» REQUIRED WORK
Retype everything in the entries that follow, exactly as shown.

» INPUT DATA

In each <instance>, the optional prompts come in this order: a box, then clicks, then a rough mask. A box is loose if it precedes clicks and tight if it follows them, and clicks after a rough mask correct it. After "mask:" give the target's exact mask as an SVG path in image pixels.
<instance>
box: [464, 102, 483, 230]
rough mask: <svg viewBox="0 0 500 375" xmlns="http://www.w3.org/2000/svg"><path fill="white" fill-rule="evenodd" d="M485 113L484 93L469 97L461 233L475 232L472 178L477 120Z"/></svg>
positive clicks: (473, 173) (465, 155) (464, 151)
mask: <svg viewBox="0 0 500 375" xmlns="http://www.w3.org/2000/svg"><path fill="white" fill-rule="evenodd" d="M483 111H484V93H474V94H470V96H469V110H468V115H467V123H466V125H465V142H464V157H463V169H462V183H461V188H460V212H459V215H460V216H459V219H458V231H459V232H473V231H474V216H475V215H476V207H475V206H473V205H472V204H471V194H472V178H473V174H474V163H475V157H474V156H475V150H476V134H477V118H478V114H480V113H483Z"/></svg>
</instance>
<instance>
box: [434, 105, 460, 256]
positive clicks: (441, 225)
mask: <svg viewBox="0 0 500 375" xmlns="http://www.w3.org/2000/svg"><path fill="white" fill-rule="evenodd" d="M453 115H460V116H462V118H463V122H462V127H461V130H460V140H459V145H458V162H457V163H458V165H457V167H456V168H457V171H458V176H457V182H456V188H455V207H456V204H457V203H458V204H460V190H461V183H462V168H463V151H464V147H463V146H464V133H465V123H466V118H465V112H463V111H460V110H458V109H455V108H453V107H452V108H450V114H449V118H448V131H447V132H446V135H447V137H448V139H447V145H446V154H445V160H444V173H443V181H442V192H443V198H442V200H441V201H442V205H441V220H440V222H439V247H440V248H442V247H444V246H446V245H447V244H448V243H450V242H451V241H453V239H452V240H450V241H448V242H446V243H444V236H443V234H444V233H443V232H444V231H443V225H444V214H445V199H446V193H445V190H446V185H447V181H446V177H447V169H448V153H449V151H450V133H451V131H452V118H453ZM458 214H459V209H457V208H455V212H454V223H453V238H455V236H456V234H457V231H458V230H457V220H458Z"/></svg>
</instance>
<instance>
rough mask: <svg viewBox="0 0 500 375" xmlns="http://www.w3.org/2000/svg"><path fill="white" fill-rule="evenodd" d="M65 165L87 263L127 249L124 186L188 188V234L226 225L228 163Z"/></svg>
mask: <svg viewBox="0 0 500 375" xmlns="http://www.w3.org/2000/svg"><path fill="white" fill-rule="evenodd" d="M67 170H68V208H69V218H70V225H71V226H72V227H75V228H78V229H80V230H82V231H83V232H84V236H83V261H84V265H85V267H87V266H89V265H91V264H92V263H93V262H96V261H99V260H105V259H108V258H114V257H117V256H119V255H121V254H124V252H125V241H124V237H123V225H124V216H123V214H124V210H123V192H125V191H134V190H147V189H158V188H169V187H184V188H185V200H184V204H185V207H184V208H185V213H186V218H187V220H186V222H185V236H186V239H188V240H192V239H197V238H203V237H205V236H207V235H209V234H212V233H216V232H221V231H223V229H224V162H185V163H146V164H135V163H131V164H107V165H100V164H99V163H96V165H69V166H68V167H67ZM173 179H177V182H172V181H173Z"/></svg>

» EXERCISE OUTPUT
In each <instance>, the optional prompts come in this order: a box, then clicks, then a rough mask. A box is loose if it precedes clicks and tight if it follows them, and clicks after a rough mask correct it. After "mask:" give the target's exact mask as an SVG path in image pixels.
<instance>
box: [464, 102, 483, 230]
rough mask: <svg viewBox="0 0 500 375" xmlns="http://www.w3.org/2000/svg"><path fill="white" fill-rule="evenodd" d="M485 113L484 93L469 97L461 233L475 232L472 178L477 120Z"/></svg>
positive clicks: (473, 173) (465, 155) (464, 151)
mask: <svg viewBox="0 0 500 375" xmlns="http://www.w3.org/2000/svg"><path fill="white" fill-rule="evenodd" d="M483 111H484V93H474V94H470V96H469V110H468V115H467V123H466V125H465V142H464V157H463V169H462V183H461V188H460V212H459V215H460V216H459V219H458V231H459V232H473V231H474V216H475V215H476V207H475V206H473V205H472V204H471V194H472V178H473V174H474V163H475V157H474V156H475V150H476V134H477V118H478V114H480V113H483Z"/></svg>
</instance>
<instance>
box: [434, 105, 460, 256]
positive clicks: (441, 225)
mask: <svg viewBox="0 0 500 375" xmlns="http://www.w3.org/2000/svg"><path fill="white" fill-rule="evenodd" d="M453 115H460V116H462V118H463V122H462V127H461V130H460V140H459V145H458V162H457V163H458V165H457V167H456V168H457V171H458V176H457V182H456V188H455V207H456V204H457V203H458V204H460V190H461V183H462V168H463V151H464V147H463V146H464V133H465V123H466V118H465V112H463V111H460V110H458V109H455V108H453V107H452V108H450V114H449V118H448V131H447V132H446V135H447V137H448V139H447V145H446V154H445V160H444V173H443V181H442V192H443V198H442V200H441V201H442V205H441V220H440V222H439V247H440V248H442V247H444V246H446V245H447V244H448V243H450V242H451V241H453V239H452V240H450V241H448V242H446V243H444V236H443V234H444V233H443V232H444V231H443V225H444V214H445V199H446V193H445V190H446V185H447V181H446V177H447V169H448V153H449V151H450V133H451V131H452V118H453ZM458 214H459V209H457V208H455V212H454V223H453V238H455V236H456V234H457V231H458V230H457V220H458Z"/></svg>
</instance>
<instance>
rough mask: <svg viewBox="0 0 500 375" xmlns="http://www.w3.org/2000/svg"><path fill="white" fill-rule="evenodd" d="M65 165L87 263L127 249L124 186L188 188V234L226 225L228 163Z"/></svg>
mask: <svg viewBox="0 0 500 375" xmlns="http://www.w3.org/2000/svg"><path fill="white" fill-rule="evenodd" d="M67 170H68V208H69V218H70V225H71V226H72V227H75V228H78V229H80V230H82V231H83V232H84V236H83V261H84V265H85V267H87V266H89V265H91V264H92V263H93V262H96V261H99V260H105V259H108V258H114V257H117V256H119V255H121V254H124V252H125V241H124V237H123V225H124V216H123V214H124V210H123V192H125V191H134V190H147V189H158V188H169V187H184V188H185V200H184V204H185V207H184V208H185V213H186V218H187V220H186V222H185V236H186V239H188V240H192V239H197V238H203V237H205V236H207V235H209V234H212V233H216V232H221V231H223V229H224V162H185V163H146V164H135V163H131V164H107V165H100V164H99V163H96V165H69V166H68V167H67ZM173 179H177V182H172V181H173Z"/></svg>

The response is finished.